# ZIEL
Zitiere den folgenden Auszug über die Global Soil Week vollständig und Wort für Wort.

# AUSZUG
□ □ □ □ □

Sind die nachhaltigen Entwicklungsziele tatsächlich nachhaltig?

Neue Studien bei 3. Global Soil Week vorgestellt

Der Schutz von Böden und Land ist zentral für eine Reihe aktueller ökologischer, sozialer und ökonomischer Probleme. Bei der 3. Global Soil Week vom 19.-23. April diskutieren diese Woche rund 500 Teilnehmer aus 78 Ländern über konkrete Möglichkeiten, gegen die fortschreitende Degradation der Böden weltweit vorzugehen. Die Rolle des Bodenschutzes für die nachhaltigen Entwicklungsziele (Sustainable Development Goals – SDGs) ist eines der Schwerpunktthemen. Am Montag, 20. April, wurden in einer gemeinsamen Pressekonferenz des IASS, des UNEP International Resource Panel (IRP) und des International Institute for Applied Systems Analysis (IIASA) zwei neue Studien vorgestellt, die die Wirksamkeit und vor allem Nachhaltigkeit der vorgeschlagenen 17 SDGs in Bezug auf den immensen und immer noch steigenden Bedarf an Ressourcen wie Land und Biomasse untersuchen. Empfehlungen dazu an die Politik haben das IASS und Partner in ihrer Publikation „Grounding the Post-2015 Development Agenda: Options for the protection of our precious soil and land resources” formuliert, die sie am Dienstag mit Konferenzteilnehmern diskutierten.

□ □ □ □ □

# BEREITGESTELLTES MATERIAL
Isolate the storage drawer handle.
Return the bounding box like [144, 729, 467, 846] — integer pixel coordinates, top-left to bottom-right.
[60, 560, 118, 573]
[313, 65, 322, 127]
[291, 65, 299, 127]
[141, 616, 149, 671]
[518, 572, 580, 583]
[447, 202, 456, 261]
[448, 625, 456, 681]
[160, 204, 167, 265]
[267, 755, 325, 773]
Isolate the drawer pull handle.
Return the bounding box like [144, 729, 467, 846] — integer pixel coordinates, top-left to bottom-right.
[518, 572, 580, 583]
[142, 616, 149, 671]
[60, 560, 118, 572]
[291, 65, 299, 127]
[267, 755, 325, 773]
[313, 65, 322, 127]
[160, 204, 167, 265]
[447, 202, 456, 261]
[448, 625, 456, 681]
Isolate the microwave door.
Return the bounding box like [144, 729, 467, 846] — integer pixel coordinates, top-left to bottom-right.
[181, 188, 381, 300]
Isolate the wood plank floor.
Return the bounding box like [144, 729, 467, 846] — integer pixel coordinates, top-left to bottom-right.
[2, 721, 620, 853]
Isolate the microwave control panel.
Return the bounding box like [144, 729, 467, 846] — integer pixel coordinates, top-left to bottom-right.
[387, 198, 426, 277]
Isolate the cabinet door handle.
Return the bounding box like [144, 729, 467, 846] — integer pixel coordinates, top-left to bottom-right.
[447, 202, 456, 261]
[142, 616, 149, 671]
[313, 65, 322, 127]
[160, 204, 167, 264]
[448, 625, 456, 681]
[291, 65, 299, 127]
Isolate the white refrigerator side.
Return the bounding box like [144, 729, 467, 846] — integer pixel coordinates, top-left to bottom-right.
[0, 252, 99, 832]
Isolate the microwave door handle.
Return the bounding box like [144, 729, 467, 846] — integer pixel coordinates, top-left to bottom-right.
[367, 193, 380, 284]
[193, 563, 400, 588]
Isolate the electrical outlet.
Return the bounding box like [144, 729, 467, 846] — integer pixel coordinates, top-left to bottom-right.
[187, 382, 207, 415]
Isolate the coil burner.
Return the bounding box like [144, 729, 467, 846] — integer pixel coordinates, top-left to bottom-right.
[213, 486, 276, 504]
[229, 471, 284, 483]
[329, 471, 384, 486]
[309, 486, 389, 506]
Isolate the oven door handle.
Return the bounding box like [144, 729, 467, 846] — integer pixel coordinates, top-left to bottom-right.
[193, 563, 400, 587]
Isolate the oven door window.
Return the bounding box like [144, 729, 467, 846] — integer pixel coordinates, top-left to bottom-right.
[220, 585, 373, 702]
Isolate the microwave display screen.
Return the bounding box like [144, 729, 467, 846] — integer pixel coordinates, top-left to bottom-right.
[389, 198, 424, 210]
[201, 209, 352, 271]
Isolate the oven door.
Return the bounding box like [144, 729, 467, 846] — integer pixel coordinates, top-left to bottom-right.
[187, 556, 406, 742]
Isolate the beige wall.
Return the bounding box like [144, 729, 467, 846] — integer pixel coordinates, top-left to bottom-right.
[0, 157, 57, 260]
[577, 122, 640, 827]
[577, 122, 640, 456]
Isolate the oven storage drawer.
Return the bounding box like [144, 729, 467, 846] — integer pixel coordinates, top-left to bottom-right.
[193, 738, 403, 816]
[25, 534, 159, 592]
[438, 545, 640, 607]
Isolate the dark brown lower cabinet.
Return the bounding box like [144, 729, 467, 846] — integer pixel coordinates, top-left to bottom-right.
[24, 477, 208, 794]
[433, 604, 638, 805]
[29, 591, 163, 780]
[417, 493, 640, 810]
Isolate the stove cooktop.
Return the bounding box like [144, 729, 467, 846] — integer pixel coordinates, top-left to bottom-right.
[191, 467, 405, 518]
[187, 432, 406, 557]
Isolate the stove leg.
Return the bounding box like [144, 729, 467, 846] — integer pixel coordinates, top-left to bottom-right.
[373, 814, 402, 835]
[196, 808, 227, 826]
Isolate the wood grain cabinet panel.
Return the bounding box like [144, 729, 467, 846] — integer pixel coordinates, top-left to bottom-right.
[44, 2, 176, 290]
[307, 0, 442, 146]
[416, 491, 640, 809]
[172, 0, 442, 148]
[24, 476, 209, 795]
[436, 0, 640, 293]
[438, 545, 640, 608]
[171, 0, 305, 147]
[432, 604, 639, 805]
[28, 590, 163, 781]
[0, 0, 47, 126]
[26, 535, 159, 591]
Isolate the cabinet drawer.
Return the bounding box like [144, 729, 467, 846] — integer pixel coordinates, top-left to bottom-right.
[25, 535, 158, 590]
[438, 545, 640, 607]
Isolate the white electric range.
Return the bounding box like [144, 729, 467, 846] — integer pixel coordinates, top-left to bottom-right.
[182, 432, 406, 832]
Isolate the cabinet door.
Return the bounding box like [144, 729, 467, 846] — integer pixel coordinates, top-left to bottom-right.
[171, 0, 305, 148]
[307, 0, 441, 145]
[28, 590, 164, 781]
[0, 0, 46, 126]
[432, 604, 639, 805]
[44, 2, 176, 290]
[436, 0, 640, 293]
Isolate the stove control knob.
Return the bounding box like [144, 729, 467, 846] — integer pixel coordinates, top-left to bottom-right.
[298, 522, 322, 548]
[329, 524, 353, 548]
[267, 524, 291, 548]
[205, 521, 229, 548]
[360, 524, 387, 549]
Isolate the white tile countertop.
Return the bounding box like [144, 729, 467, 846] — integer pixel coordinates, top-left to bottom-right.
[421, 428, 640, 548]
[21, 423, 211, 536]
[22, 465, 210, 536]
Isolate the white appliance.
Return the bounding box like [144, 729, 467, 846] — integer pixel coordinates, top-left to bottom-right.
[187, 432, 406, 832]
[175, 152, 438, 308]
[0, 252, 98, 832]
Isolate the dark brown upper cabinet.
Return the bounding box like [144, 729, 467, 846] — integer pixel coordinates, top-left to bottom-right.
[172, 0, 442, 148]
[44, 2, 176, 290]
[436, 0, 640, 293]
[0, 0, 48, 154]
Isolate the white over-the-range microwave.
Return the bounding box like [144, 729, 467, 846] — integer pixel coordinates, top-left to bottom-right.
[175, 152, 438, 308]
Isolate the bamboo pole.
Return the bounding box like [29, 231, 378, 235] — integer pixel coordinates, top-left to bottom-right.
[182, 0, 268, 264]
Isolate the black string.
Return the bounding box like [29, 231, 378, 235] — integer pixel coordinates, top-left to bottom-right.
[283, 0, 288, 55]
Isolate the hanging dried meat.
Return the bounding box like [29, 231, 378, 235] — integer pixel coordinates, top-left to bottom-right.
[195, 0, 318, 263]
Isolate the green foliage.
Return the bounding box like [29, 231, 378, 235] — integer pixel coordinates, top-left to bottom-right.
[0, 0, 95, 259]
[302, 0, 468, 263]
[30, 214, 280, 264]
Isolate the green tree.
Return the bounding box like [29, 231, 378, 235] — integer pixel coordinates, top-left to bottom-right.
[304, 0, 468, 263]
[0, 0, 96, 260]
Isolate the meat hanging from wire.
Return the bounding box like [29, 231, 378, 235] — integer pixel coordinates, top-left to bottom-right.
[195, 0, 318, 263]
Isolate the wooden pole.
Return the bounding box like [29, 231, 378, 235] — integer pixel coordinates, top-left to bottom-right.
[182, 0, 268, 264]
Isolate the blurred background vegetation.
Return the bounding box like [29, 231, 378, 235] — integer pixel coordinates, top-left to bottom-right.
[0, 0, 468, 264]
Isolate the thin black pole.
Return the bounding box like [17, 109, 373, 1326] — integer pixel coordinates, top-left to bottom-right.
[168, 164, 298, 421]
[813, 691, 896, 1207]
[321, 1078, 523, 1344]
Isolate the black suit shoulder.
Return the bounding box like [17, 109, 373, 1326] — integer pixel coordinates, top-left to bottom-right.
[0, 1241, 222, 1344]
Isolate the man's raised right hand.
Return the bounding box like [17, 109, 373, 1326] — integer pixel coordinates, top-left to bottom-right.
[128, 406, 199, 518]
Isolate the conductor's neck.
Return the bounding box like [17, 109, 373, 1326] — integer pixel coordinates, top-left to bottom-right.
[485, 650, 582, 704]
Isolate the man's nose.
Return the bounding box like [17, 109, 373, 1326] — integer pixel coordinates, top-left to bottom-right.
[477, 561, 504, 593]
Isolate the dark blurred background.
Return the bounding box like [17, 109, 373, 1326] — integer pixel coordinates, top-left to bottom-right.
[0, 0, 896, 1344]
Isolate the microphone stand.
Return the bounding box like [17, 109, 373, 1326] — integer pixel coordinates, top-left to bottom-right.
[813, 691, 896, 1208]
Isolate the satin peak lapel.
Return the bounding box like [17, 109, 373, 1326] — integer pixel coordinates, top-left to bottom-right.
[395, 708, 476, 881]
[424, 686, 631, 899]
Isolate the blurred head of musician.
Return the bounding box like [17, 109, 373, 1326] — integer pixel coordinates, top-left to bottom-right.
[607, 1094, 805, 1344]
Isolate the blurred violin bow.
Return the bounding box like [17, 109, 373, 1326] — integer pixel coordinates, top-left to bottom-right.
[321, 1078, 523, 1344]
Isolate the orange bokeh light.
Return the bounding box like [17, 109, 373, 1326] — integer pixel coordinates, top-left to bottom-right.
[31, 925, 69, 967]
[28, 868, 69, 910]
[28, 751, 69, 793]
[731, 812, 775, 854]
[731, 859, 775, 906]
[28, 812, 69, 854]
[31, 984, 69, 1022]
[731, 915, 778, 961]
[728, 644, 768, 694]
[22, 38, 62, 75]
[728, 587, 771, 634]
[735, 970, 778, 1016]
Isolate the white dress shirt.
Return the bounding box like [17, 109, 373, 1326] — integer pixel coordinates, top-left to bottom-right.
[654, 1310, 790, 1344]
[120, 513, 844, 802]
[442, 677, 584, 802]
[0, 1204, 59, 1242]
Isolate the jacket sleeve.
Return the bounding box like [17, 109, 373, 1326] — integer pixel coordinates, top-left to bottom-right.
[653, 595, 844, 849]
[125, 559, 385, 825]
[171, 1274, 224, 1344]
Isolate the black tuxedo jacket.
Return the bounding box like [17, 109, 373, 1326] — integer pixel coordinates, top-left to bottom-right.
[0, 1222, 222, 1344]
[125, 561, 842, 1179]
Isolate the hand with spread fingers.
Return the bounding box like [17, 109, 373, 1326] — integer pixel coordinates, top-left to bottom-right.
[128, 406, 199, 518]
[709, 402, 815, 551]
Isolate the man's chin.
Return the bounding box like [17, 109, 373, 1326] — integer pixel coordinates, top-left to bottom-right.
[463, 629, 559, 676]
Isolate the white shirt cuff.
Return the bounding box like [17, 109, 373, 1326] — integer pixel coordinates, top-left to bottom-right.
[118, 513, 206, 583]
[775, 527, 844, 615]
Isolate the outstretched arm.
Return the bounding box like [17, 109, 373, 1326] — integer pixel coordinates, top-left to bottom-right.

□ □ □ □ □

# LÖSUNG
Sind die nachhaltigen Entwicklungsziele tatsächlich nachhaltig?

Neue Studien bei 3. Global Soil Week vorgestellt

Der Schutz von Böden und Land ist zentral für eine Reihe aktueller ökologischer, sozialer und ökonomischer Probleme. Bei der 3. Global Soil Week vom 19.-23. April diskutieren diese Woche rund 500 Teilnehmer aus 78 Ländern über konkrete Möglichkeiten, gegen die fortschreitende Degradation der Böden weltweit vorzugehen. Die Rolle des Bodenschutzes für die nachhaltigen Entwicklungsziele (Sustainable Development Goals – SDGs) ist eines der Schwerpunktthemen. Am Montag, 20. April, wurden in einer gemeinsamen Pressekonferenz des IASS, des UNEP International Resource Panel (IRP) und des International Institute for Applied Systems Analysis (IIASA) zwei neue Studien vorgestellt, die die Wirksamkeit und vor allem Nachhaltigkeit der vorgeschlagenen 17 SDGs in Bezug auf den immensen und immer noch steigenden Bedarf an Ressourcen wie Land und Biomasse untersuchen. Empfehlungen dazu an die Politik haben das IASS und Partner in ihrer Publikation „Grounding the Post-2015 Development Agenda: Options for the protection of our precious soil and land resources” formuliert, die sie am Dienstag mit Konferenzteilnehmern diskutierten.